Tops in Texas: HPD’s SWAT wins Texas competition in the Hill Country events, travels to Orlando to compete in SWAT Round-up International

Tom Kennedy

A method exists to establish which law enforcement agency has “the best” SWAT team in Texas.

You hold a statewide competition on a countryside not nearly as flat as Houston.

You set up eight grueling hypotheticals under the auspices of the Texas Tactical Police Officers Association. Besides keeping your cool under extreme duress, these exercises entail all the other SWAT basics such as:

 

  • Running
  • Rapelling
  • Running faster
  • Jumping from a helicopter
  • Running Faster!
  • Shooting pistols at correct targets in Shoot, Don’t Shoot situations.
  • Running fast some more.
  • Shooting rifles and pistols at bad guys, not good guys.
  • Keep running
  • Dragging a simulated “body” to a finish lines.
  • All of the above you do against time. That means run faster and faster!

 

As HPD’s SWAT captain, Stephen Smith, might say (every day) – if you’re in good shape and think on your feet, as every SWAT officer must do over and over again, you can win this competition.

# # # # # # #

Aim 1: Rewrite as a JSON list of strings, one string per line and with blank lines omitted, the rows from the line containing "Reviewer check: make sure each instance of the chair" through the final row, with both ends included.
The article above has no connection to the rows that come after it.

(Dataset entries)
# # # # # # #

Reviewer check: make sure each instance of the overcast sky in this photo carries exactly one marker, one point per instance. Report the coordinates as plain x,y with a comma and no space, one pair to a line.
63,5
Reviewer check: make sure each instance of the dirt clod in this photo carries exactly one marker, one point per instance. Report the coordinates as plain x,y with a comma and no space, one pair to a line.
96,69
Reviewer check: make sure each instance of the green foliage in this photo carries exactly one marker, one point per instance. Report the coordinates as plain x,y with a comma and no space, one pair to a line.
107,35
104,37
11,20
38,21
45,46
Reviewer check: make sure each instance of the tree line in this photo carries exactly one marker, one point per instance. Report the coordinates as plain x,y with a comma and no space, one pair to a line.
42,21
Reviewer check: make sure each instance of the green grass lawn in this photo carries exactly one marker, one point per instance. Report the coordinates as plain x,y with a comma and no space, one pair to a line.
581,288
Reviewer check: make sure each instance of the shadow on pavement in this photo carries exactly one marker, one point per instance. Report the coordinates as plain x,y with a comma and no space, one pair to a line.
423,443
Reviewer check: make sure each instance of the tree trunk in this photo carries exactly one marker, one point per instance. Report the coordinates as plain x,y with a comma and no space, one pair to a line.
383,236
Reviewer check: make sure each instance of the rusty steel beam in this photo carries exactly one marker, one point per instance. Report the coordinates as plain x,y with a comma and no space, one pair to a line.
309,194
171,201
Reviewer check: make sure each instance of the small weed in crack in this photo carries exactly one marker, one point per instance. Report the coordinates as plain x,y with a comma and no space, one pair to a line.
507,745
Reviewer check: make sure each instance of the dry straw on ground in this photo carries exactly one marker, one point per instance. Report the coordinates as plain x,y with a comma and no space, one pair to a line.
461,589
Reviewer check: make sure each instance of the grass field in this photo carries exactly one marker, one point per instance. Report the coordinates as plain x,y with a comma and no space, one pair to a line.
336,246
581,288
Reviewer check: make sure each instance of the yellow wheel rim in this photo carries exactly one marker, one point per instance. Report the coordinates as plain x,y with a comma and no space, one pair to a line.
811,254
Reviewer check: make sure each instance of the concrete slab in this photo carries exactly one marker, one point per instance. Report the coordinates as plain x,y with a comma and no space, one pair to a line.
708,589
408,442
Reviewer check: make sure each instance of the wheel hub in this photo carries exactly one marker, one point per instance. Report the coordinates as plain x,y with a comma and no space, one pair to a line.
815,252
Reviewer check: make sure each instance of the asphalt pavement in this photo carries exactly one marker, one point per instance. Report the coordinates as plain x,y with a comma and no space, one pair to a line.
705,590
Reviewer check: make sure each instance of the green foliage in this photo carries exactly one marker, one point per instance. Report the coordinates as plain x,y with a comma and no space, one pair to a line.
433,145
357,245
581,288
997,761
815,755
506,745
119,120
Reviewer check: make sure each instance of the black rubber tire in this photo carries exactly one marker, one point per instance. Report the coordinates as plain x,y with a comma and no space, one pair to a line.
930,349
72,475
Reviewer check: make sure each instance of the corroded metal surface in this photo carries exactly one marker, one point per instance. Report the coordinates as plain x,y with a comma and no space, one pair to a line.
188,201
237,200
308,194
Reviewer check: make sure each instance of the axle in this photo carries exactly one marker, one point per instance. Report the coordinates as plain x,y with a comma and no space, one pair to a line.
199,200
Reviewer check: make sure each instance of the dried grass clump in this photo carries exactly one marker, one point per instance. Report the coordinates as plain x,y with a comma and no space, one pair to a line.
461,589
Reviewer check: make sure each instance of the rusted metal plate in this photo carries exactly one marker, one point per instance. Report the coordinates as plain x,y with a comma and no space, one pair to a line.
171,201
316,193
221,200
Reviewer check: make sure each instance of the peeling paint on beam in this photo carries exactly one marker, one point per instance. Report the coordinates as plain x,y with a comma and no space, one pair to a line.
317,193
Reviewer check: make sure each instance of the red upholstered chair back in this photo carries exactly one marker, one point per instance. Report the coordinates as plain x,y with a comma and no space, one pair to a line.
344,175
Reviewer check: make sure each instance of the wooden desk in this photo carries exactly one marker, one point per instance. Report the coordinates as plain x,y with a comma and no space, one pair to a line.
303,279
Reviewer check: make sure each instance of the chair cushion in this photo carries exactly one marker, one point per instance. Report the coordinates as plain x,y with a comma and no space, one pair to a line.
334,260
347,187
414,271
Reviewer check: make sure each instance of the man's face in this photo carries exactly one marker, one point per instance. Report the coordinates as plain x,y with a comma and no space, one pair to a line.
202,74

# # # # # # #

Aim 2: List every geographic place name that appears in the SWAT competition article.

Right answer 1:
[
  "Reviewer check: make sure each instance of the chair cushion in this photo carries exactly one marker, one point per instance. Report the coordinates as plain x,y with a comma and no space, one pair to a line.",
  "334,260",
  "347,187",
  "414,271",
  "Reviewer check: make sure each instance of the man's face in this photo carries exactly one marker, one point per instance. Report the coordinates as plain x,y with a comma and no space, one pair to a line.",
  "202,74"
]

Right answer 2:
Texas
Hill Country
Orlando
Houston